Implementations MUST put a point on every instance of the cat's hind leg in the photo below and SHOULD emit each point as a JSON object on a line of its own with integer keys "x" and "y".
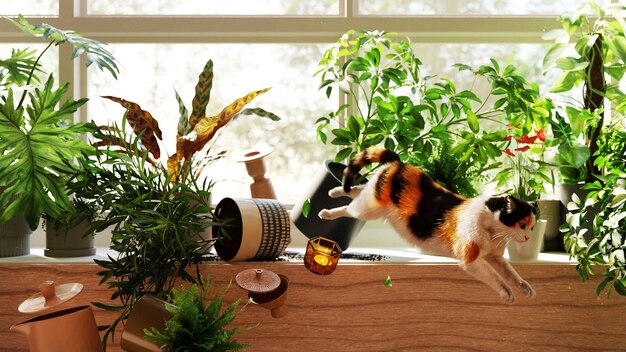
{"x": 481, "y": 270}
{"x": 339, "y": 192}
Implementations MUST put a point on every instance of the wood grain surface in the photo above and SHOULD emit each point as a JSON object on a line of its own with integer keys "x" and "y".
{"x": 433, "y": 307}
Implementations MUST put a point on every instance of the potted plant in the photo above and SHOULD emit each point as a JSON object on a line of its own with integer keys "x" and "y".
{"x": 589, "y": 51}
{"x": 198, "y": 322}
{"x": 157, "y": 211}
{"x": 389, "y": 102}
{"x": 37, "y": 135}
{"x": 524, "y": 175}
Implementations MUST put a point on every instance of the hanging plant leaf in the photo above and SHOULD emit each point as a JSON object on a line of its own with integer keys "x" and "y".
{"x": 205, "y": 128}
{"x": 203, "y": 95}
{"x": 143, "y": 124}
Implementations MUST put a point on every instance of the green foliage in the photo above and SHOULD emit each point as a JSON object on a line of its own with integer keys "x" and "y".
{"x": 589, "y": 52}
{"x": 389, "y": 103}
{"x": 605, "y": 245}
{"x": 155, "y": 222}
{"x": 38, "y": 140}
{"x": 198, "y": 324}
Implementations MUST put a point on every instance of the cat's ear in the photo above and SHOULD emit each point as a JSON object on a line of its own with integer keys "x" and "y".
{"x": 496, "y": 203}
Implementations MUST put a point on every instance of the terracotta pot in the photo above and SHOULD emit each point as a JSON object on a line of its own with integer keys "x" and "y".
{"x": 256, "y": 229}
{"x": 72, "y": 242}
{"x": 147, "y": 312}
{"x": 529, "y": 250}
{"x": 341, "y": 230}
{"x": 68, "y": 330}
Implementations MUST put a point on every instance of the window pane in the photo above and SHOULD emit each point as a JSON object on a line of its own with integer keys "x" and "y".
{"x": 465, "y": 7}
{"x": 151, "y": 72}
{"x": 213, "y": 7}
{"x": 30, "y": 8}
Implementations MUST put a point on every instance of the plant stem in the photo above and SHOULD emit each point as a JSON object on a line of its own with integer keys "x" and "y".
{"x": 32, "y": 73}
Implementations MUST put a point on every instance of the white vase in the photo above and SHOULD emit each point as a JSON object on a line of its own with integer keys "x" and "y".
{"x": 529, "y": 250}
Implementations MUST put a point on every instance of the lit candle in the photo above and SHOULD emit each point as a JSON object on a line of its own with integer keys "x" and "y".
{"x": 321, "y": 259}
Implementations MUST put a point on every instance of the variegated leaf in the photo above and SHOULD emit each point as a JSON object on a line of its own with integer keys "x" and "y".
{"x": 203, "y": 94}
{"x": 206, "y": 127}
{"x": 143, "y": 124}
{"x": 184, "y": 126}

= = = = =

*WRITTEN REQUEST*: Copy every one of the entries above word for word and in the same order, leaving out the pictures.

*RESPONSE*:
Implementations MUST put a point on every instance of the cat's hind leg in the photo below and SHOULD emit each point as a JSON object on a line of its own with integer keys "x" and "y".
{"x": 481, "y": 270}
{"x": 339, "y": 192}
Implementations MUST put a point on every instance of the wood grain surface in the photo above and SHOULD emit each point as a JSON object on a line of its own with integer keys "x" and "y".
{"x": 433, "y": 307}
Implementations MUST put a point on every instance of the potted plant in the photo above and SHOULD emit each point as a JSON object on a line of its own with integer keys "x" and "y".
{"x": 589, "y": 51}
{"x": 198, "y": 322}
{"x": 157, "y": 211}
{"x": 389, "y": 102}
{"x": 37, "y": 135}
{"x": 524, "y": 175}
Implementations MUST put a point on every instance of the hanging plant leaf in the photo above and SHOULD emit each point as a JSON object on a line of its own with integer keys "x" and "y".
{"x": 205, "y": 128}
{"x": 203, "y": 95}
{"x": 143, "y": 124}
Implementations MUST put a point on every instance of the green foliage in the photo above and SHOULD emit each point as a JSON object on a line of its own with integer keys "x" and "y".
{"x": 589, "y": 52}
{"x": 389, "y": 103}
{"x": 605, "y": 245}
{"x": 155, "y": 222}
{"x": 38, "y": 140}
{"x": 198, "y": 324}
Implementations MUST put a point on every instance of the cat's ear in the photo above and SHOULD emit each point as a JSON object on a line of its own with integer keys "x" and "y".
{"x": 496, "y": 203}
Implementations MUST put a point on every instance of the terracotta pot in the photo above and SHOULD emit each point as a JSON object on a line of its own with integer keys "x" and "y".
{"x": 256, "y": 229}
{"x": 72, "y": 242}
{"x": 147, "y": 312}
{"x": 529, "y": 250}
{"x": 341, "y": 230}
{"x": 68, "y": 330}
Implementations MUST put a point on every instance of the window pane in the photo above and SHOULD emit each point as a JSON object on a line of its own with integer keys "x" and "y".
{"x": 465, "y": 7}
{"x": 151, "y": 72}
{"x": 213, "y": 7}
{"x": 30, "y": 8}
Implementations MUST put a point on every instance of the plant stem in the photo above and SHOULD emit each point as a JSON object on a line of its own with integer keys "x" and "y".
{"x": 32, "y": 73}
Implementations MUST put a point on every instance of the white vase in the photo above and SHOULD emit each point as a JSON object on a line of its own with integer keys "x" and "y".
{"x": 529, "y": 250}
Implementations MUST put a point on every instance of the lit candle in the photo above and SHOULD emit each point as a JSON object on a line of its own with integer keys "x" and "y".
{"x": 321, "y": 259}
Implementations MUST put a point on every instance of the variegated leaf in the photo above and SHOULD emit each point as a JSON object on a line of its own with integer keys "x" and "y".
{"x": 203, "y": 94}
{"x": 206, "y": 127}
{"x": 143, "y": 124}
{"x": 184, "y": 126}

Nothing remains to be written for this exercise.